= What you are asked to do =
Restate the data exactly as given and keep the pictures out.

Saved entries
━━━━━━━━━━━━━━━━
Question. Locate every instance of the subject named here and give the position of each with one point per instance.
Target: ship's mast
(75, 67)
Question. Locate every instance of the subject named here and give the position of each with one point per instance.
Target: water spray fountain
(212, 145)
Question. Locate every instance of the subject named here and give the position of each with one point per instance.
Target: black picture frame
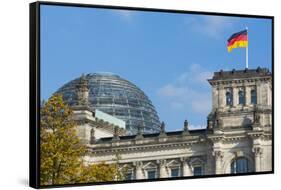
(34, 84)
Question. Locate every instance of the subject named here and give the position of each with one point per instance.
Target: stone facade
(237, 139)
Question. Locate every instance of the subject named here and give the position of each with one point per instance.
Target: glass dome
(118, 97)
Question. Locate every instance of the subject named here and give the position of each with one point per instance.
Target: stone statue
(257, 118)
(185, 128)
(162, 127)
(92, 136)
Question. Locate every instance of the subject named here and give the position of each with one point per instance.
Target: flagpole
(247, 56)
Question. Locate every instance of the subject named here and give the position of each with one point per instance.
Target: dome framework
(118, 97)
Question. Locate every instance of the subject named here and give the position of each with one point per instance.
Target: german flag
(237, 40)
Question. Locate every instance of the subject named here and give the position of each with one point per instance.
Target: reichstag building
(116, 119)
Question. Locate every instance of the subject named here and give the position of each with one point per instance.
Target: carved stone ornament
(218, 154)
(92, 136)
(257, 151)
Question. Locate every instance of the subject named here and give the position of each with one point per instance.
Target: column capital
(161, 162)
(138, 164)
(218, 154)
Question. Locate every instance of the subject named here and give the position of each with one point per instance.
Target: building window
(151, 174)
(253, 96)
(241, 95)
(197, 170)
(229, 98)
(129, 176)
(175, 172)
(240, 165)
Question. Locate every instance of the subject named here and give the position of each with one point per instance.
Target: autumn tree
(61, 152)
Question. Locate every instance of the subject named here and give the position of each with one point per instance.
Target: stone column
(222, 101)
(162, 169)
(215, 98)
(218, 159)
(139, 171)
(259, 95)
(258, 153)
(186, 171)
(247, 95)
(235, 96)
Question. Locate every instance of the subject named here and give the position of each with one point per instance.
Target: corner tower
(241, 99)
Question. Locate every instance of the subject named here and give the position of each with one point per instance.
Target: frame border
(34, 90)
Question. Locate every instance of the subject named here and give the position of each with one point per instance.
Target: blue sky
(169, 56)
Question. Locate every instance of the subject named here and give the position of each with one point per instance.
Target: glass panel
(175, 172)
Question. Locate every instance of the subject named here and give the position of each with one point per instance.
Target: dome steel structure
(118, 97)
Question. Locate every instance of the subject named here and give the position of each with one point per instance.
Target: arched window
(228, 96)
(241, 95)
(240, 165)
(253, 96)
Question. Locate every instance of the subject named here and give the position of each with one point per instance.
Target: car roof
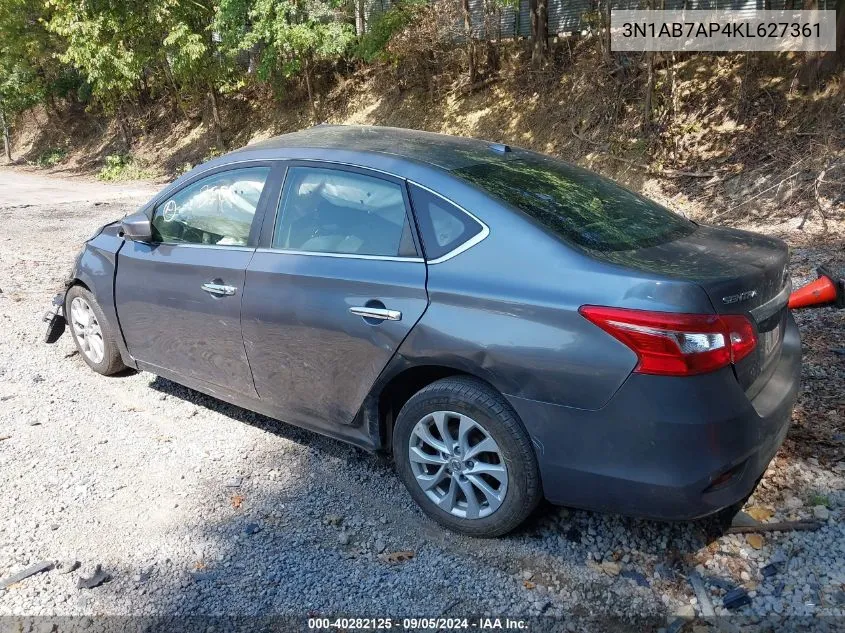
(439, 150)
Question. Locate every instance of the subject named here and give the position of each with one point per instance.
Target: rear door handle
(381, 314)
(219, 289)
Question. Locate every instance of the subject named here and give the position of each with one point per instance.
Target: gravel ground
(194, 506)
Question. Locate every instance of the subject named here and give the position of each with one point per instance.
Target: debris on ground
(781, 526)
(754, 540)
(94, 580)
(66, 567)
(396, 557)
(37, 568)
(701, 595)
(736, 598)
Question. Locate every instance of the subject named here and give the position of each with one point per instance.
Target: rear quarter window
(577, 205)
(443, 226)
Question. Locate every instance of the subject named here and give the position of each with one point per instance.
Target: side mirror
(136, 227)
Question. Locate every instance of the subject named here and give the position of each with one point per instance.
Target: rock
(95, 580)
(742, 519)
(736, 598)
(754, 540)
(636, 576)
(611, 568)
(792, 503)
(685, 611)
(37, 568)
(67, 566)
(821, 513)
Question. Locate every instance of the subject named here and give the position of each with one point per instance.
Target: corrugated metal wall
(490, 21)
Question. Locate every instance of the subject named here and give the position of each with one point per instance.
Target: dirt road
(197, 507)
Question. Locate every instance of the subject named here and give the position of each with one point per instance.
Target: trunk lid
(741, 272)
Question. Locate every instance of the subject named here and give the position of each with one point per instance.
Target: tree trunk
(360, 18)
(123, 126)
(307, 67)
(539, 30)
(177, 98)
(7, 142)
(820, 66)
(215, 115)
(649, 90)
(470, 41)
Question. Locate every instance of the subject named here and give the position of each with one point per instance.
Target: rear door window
(216, 210)
(575, 204)
(443, 226)
(342, 212)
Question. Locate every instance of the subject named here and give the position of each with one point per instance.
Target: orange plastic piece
(819, 292)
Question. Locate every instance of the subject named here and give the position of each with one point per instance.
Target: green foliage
(372, 44)
(121, 167)
(294, 34)
(51, 157)
(820, 500)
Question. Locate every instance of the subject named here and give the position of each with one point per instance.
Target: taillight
(672, 344)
━━━━━━━━━━━━━━━━
= Answer section =
Question. Locate every instance of the subject named here and give the position of each with one point per instance.
Target: ship's mast
(75, 67)
Question. Locate every instance of the subject named here and give the position of each with one point per instance.
Target: water spray fountain
(212, 145)
Question. Locate every instance of the subject named here and give the position of each with one point per instance.
Target: black picture frame
(34, 84)
Question. Locate every instance of the subject named here and give the position of each with one point per instance.
Target: stone facade
(237, 139)
Question. Locate every instance of the subject named here and give the position of each with one point per instance.
Target: glass dome
(118, 97)
Question. Locate every instance of the subject named here and give the position of each with one point per instance.
Target: stone statue
(257, 118)
(185, 128)
(162, 127)
(92, 136)
Question. Locate every instance of the subject named here and give the position of each with one point per instance.
Target: flagpole
(247, 56)
Question. Locate every instance of the subject named here and give the position of each with one point per instance.
Target: dome framework
(118, 97)
Question. Locate every instance of the subject named here and give the position of each with one point per instance.
Target: german flag
(237, 40)
Question. Locate every instance of the subject named here and give the position of each with one point per instance.
Target: reichstag building
(116, 119)
Question. Locate every instance of the subject named here and give the position of each with one point per instance.
Target: carved stone ornament
(218, 154)
(92, 136)
(257, 151)
Question. Locate every instance of the subject named here and give the position of each with one point per instance.
Target: column capital
(161, 162)
(138, 164)
(218, 154)
Question. Locate every instance of the subject named here and give the position of each with one point per instance.
Target: building window
(151, 174)
(253, 96)
(241, 95)
(197, 170)
(229, 98)
(129, 176)
(175, 172)
(240, 165)
Question. Locate every instance of the subject named here and give the position of each with one point per instance.
Target: autumn tree
(61, 152)
Question. Locate every instance of the subject named here and give the position of each with one point per instance.
Target: stone column
(222, 101)
(162, 169)
(215, 98)
(218, 159)
(139, 171)
(259, 95)
(258, 153)
(186, 171)
(247, 95)
(235, 96)
Question. Locate every instance of the subject named here and give the position of each with one point per instance.
Target: corner tower
(241, 99)
Question. Locate every instance of the subject named here and give the position of each with one point per instance.
Target: frame border
(34, 90)
Question. Locate every instance of the subject named here and give the position of each with one point per instance.
Target: blue sky
(169, 56)
Question. Locate every instance of the subject named here and give the position of each with one point per instance.
Target: glass panel
(175, 172)
Question. Locate every instance of the subject named here and give the position of each with one point per instance.
Target: dome steel structure
(118, 97)
Question. Locate every instance of the subject named here and give the position of each with one point per instance.
Target: arched window
(228, 96)
(241, 95)
(240, 165)
(253, 96)
Question. Locate every instance of the subject named here and give the position of each with one point per instance.
Target: car roof
(439, 150)
Question. Locate every instance of the subject named here and give the position of each with one point per instance.
Target: rear door handle
(381, 314)
(219, 289)
Question. Locate every instance of the subject named here and give the position of each with one point per instance.
Target: gravel ground
(194, 506)
Question. Locate every instance of the subject named here and give the position of each with one point per instance.
Target: debris on ground
(781, 526)
(754, 540)
(94, 580)
(66, 567)
(396, 557)
(37, 568)
(701, 595)
(736, 598)
Question. Locate every instance of the subject named here and give the position of each with one point per instance.
Target: rear quarter window
(577, 205)
(443, 226)
Question. Locate every instance of the subject named here and give the position of each with one point per instance.
Target: side mirror
(136, 227)
Question. Locate every instance of the subject named here and give the position of each with one point per instance.
Target: rock
(95, 580)
(742, 519)
(736, 598)
(754, 540)
(636, 576)
(611, 568)
(792, 503)
(685, 611)
(37, 568)
(67, 566)
(821, 513)
Question. Locate every instance of the subject named here and give the position of each with one point per instance.
Target: corrugated metal wall
(490, 21)
Question. Locate every instance of the subject named here and give the position of each with one point per instance.
Target: dirt road
(197, 507)
Question. Locate every instance of the subject named here and give the position of each with one point per instance.
Target: trunk lid
(741, 272)
Question. Locate every instance of the subject named here and give the position of each with one point per instance.
Target: tree trunk
(360, 18)
(123, 126)
(307, 67)
(539, 30)
(177, 98)
(7, 142)
(820, 66)
(215, 115)
(649, 90)
(470, 41)
Question. Locate every instance of the subject named here and give the position of each with one point per instance.
Target: rear door window
(216, 210)
(575, 204)
(443, 226)
(342, 212)
Question. Locate every instance of the subject named here and give the position of each with one point per instance.
Target: orange plastic piece
(819, 292)
Question. Locate every instance of the subject named here and give the position of each with one point per instance.
Target: green foliage
(372, 44)
(121, 167)
(294, 34)
(51, 157)
(820, 500)
Question. Locate every instance of the subject named here and give the position of each with one point per instance.
Target: taillight
(672, 344)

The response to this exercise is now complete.